-- SELECTED TEXT start --
A step toward that end, said Frazier, is accessing current information in a time when it changes daily.
Commencement exercises were held at the Show Me Center, where 181 undergraduate and 77 graduate students received diplomas. Seven undergraduate and two graduate student members of Phi Kappa Phi were also recognized.
"The most practical plans and wisest decisions will lie idle or unravel if they are not communicated effectively to the individuals who must guide their implementation as well as those who will be affected," said Frazier. "You have developed skills in many forms of written and oral communications. If you will bring these critical-thinking, knowledge-integration and communication skills to bear on the issues facing your communities, you will be a positive agent for change."
Frazier told the graduates that a community can't effectively grapple with the complex issues of today like educational reform, crime, drug and alcohol abuse, violence, AIDS, and the environment, and tend to its most vulnerable citizens unless all members have a stake in the community.
"It is simplistic to say we can solve all of society's problems by returning to a single set of old-fashioned values, which seems to some to mean recreating the 1950s," she said. "Yet shared values are a unifying force."
Frazier said: "If your destiny is to change the world, go for it. We'll be cheering you on. But I urge you to make a commitment to strengthen your families and communities and change your own little corner of the world by employing the skills you have developed at Southeast. If we do all this we will create a vibrant society and collectively change the world."
In asking the graduates to provide their families and communities a substantial return on their investment in their education, Frazier emphasized that is the vision of "hope for tomorrow."
-- SELECTED TEXT end --
(TASK A) In the commencement report, how many graduate students received diplomas at the Show Me Center?
The commencement report and these entries come from separate sources.
-- SUPPLIED INFORMATION start --
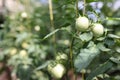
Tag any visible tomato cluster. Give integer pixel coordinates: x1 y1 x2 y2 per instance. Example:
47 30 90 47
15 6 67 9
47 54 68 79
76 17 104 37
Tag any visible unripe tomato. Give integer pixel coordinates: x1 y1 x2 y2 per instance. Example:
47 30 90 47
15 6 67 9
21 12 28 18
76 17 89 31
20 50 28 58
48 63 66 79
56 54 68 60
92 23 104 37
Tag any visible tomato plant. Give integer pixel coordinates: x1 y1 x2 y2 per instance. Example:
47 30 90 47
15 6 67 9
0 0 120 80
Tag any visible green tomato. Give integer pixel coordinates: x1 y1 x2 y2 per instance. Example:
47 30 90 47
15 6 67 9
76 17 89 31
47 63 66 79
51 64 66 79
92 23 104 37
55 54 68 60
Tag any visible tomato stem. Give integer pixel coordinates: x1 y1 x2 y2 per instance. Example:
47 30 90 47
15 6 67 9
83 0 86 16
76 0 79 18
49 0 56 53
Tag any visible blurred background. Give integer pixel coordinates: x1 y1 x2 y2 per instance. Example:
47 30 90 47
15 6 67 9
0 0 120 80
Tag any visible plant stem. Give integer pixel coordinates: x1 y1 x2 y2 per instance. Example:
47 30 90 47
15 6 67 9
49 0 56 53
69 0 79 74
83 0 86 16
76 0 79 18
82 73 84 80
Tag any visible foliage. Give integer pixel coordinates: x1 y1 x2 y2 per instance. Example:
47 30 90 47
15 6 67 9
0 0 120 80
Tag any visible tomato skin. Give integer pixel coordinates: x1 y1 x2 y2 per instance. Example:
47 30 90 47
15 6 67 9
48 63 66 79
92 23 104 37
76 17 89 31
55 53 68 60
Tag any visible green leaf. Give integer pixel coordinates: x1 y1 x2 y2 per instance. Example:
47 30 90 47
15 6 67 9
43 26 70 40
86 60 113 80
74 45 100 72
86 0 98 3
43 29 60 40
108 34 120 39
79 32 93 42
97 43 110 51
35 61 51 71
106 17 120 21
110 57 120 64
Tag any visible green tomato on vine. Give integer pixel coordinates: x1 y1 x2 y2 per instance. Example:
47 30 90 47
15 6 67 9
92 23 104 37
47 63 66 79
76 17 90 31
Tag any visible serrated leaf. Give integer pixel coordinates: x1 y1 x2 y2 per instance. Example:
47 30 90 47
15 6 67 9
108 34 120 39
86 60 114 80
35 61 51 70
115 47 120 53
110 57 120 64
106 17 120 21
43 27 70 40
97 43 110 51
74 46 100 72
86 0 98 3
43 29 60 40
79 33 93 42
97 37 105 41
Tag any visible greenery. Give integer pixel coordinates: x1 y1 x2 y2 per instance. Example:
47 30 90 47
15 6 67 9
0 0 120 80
-- SUPPLIED INFORMATION end --
-- SUPPLIED INFORMATION start --
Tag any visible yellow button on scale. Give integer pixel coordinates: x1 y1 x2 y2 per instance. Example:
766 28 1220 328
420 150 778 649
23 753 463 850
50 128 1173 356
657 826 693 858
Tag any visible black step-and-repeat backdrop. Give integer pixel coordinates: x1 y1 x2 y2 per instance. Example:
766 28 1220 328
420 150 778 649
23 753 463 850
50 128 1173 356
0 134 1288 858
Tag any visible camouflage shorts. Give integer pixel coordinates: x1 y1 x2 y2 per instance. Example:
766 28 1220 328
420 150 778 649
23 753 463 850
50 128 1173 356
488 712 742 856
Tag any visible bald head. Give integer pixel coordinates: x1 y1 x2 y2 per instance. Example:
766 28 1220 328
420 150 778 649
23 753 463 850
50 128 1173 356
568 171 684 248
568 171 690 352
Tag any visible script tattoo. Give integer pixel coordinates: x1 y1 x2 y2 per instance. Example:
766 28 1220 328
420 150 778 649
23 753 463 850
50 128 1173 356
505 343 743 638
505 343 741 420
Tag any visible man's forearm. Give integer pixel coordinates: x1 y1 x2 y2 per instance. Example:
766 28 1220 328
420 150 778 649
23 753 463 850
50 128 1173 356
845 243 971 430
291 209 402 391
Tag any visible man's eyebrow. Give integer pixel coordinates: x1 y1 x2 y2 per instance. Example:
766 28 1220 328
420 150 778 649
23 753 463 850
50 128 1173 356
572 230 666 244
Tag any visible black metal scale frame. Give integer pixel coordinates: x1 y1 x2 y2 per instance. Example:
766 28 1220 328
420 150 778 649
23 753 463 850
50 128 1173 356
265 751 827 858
-- SUPPLIED INFORMATION end --
(TASK B) In the entries, render the stretch from the line containing "Tag any visible man's eyebrow." through the line containing "265 751 827 858" as a numbered list, leaving out any blank lines.

(COMPLETE ANSWER A) 77 graduate students received diplomas.

(COMPLETE ANSWER B)
1. Tag any visible man's eyebrow. Give integer pixel coordinates: x1 y1 x2 y2 per instance. Example:
2. 766 28 1220 328
3. 420 150 778 649
4. 23 753 463 850
5. 50 128 1173 356
6. 572 230 666 244
7. Tag any visible black metal scale frame. Give integer pixel coordinates: x1 y1 x2 y2 per instance. Example:
8. 766 28 1220 328
9. 420 150 778 649
10. 23 753 463 850
11. 50 128 1173 356
12. 265 751 827 858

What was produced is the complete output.